--- begin Source document ---

In the stories of the saints we meet with the names of Quirinus, Romula and Redempta, Concordia, Nympha, Mercurius; which, though they may have been the genuine names of Christian martyrs, yet cannot but give occasion to suspect that some of them at least have been formed by corrupting old names; and that the adding of a modern termination, or Italianizing the old name of a deity, has given birth to some of the present saints. Thus the corruption of the word Soracte (the old name of a mountain, mentioned by Horace, within sight of Rome) has, according to Addison, added one saint to the calendar; being now softened, because it begins with an S, into S. Oreste; in honour of whom a monastery is built on the place. How natural this change was will plainly appear, if we reflect that the title of Saint is seldom written by the Italians at length, being usually expressed by the single letter S, as S. Oreste. Thus does this holy mountain now stand under the protection of a patron, whose being and power are just as imaginary, as the being of its old guardian Apollo:

Sancti custos Soractis Apollo.-VIRG. ÆN. xi. 785.

The Christians of the earlier ages often made free with the sepulchral stones of heathen monuments, which they converted to their own use. Turning down the side, on which the old epitaph was engraved, they either inscribed a new one on the other, or left it without any

inscription at all, as they are often found in the Catacombs of Rome. Now this custom has frequently been the cause of ascribing saintship to the persons and names of Pagans.

Of this Mabillon gives a remarkable instance in an old stone found on the grave of a Christian with this inscription:

D. M.

JVLIA EVODIA

FILIA FECIT

MATRI.

--- end Source document ---
--- begin Input material ---

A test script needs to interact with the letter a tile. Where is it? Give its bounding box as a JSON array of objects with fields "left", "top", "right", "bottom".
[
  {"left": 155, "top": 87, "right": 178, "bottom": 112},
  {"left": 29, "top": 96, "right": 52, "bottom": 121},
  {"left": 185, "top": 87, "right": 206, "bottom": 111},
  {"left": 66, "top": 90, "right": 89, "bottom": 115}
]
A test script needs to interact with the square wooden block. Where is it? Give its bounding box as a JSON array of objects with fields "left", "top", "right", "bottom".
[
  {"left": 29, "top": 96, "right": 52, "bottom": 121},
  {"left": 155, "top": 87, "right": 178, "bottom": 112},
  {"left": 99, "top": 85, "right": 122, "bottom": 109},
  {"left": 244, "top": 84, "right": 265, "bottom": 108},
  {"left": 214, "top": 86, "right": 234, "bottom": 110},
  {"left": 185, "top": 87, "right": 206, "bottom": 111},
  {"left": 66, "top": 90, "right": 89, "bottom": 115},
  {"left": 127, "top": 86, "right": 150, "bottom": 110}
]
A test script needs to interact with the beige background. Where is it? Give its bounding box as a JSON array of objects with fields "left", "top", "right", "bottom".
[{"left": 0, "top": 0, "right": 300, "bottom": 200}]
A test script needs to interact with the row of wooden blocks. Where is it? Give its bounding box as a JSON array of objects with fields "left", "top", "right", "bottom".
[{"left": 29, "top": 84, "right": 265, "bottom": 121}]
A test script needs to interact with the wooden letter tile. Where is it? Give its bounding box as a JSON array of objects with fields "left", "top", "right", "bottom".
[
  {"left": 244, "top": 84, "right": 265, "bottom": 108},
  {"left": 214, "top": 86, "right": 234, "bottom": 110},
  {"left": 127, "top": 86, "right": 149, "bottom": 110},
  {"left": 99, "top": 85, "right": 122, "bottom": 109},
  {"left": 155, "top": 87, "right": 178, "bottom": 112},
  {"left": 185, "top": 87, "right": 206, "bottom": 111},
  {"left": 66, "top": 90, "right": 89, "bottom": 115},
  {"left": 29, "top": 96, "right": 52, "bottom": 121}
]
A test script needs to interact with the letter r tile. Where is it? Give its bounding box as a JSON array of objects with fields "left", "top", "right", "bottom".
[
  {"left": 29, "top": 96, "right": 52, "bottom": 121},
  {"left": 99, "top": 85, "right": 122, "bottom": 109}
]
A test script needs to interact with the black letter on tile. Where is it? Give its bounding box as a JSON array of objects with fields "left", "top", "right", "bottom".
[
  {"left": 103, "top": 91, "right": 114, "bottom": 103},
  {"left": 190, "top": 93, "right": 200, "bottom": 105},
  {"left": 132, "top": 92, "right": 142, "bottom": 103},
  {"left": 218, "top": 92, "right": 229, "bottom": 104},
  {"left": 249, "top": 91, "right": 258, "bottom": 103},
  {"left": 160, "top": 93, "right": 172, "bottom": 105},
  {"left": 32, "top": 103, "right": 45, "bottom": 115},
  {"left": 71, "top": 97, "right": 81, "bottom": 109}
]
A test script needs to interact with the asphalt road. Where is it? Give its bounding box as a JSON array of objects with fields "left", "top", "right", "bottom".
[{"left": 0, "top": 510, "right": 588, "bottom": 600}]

--- end Input material ---

Problems and tasks -
1: List every name the passage on saints' names gives in its opening sentence as appearing in the stories of the saints.
2: Rewrite the rows from the line holding "A test script needs to interact with the letter r" through the end of the rows, inclusive, replacing "interact with" with "click on" and leaving everything else unchanged.
The rows are unrelated to the passage on saints' names.

Solutions below -
1: Quirinus, Romula, Redempta, Concordia, Nympha, Mercurius

2:
A test script needs to click on the letter r tile. Where is it? Give its bounding box as a JSON array of objects with fields "left", "top", "right", "bottom".
[
  {"left": 29, "top": 96, "right": 52, "bottom": 121},
  {"left": 99, "top": 85, "right": 122, "bottom": 109}
]
A test script needs to click on the black letter on tile. Where is it? Give its bounding box as a JSON array of objects with fields "left", "top", "right", "bottom".
[
  {"left": 103, "top": 91, "right": 114, "bottom": 103},
  {"left": 190, "top": 93, "right": 200, "bottom": 105},
  {"left": 132, "top": 92, "right": 142, "bottom": 103},
  {"left": 218, "top": 92, "right": 229, "bottom": 104},
  {"left": 249, "top": 91, "right": 258, "bottom": 103},
  {"left": 160, "top": 93, "right": 172, "bottom": 105},
  {"left": 32, "top": 103, "right": 45, "bottom": 115},
  {"left": 71, "top": 97, "right": 81, "bottom": 109}
]
A test script needs to click on the asphalt road. Where is it? Give its bounding box as a JSON array of objects with fields "left", "top", "right", "bottom".
[{"left": 0, "top": 510, "right": 588, "bottom": 600}]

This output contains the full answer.